Rewrite the rows below with every "gradient green backdrop" changed to "gradient teal backdrop" and everything else kept the same. Leave the pictures out of your answer.

(Materials provided):
* Start *

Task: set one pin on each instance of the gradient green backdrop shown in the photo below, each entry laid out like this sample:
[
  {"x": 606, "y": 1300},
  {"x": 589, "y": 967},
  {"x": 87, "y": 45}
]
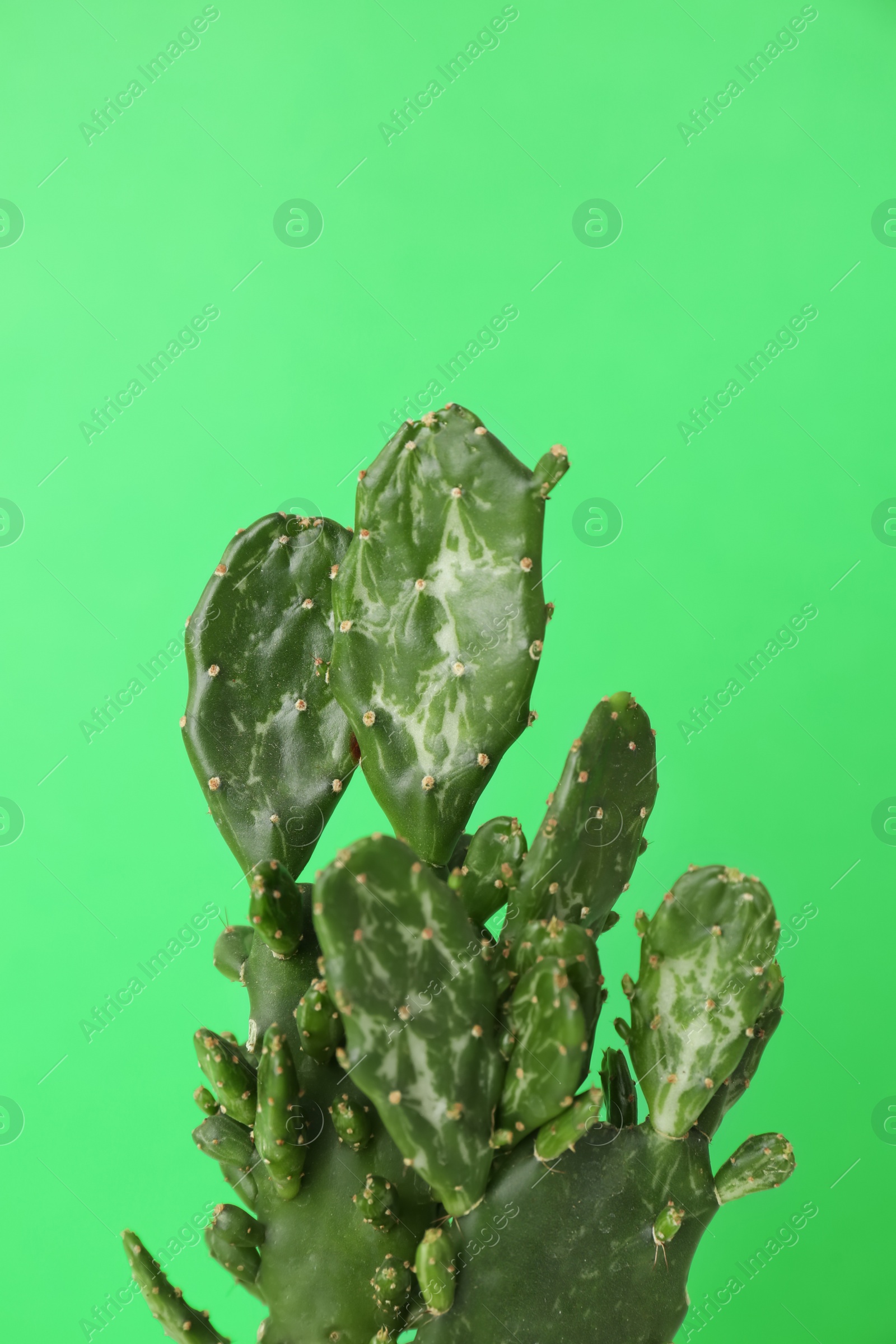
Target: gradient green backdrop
[{"x": 780, "y": 503}]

* End *

(Written solution):
Task: set one pin on each instance of the gradient teal backdrop shown in the photo below, each entry laid out like this sample:
[
  {"x": 606, "y": 1300},
  {"x": 589, "y": 967},
  {"x": 87, "y": 45}
]
Target: gradient teal backdrop
[{"x": 780, "y": 503}]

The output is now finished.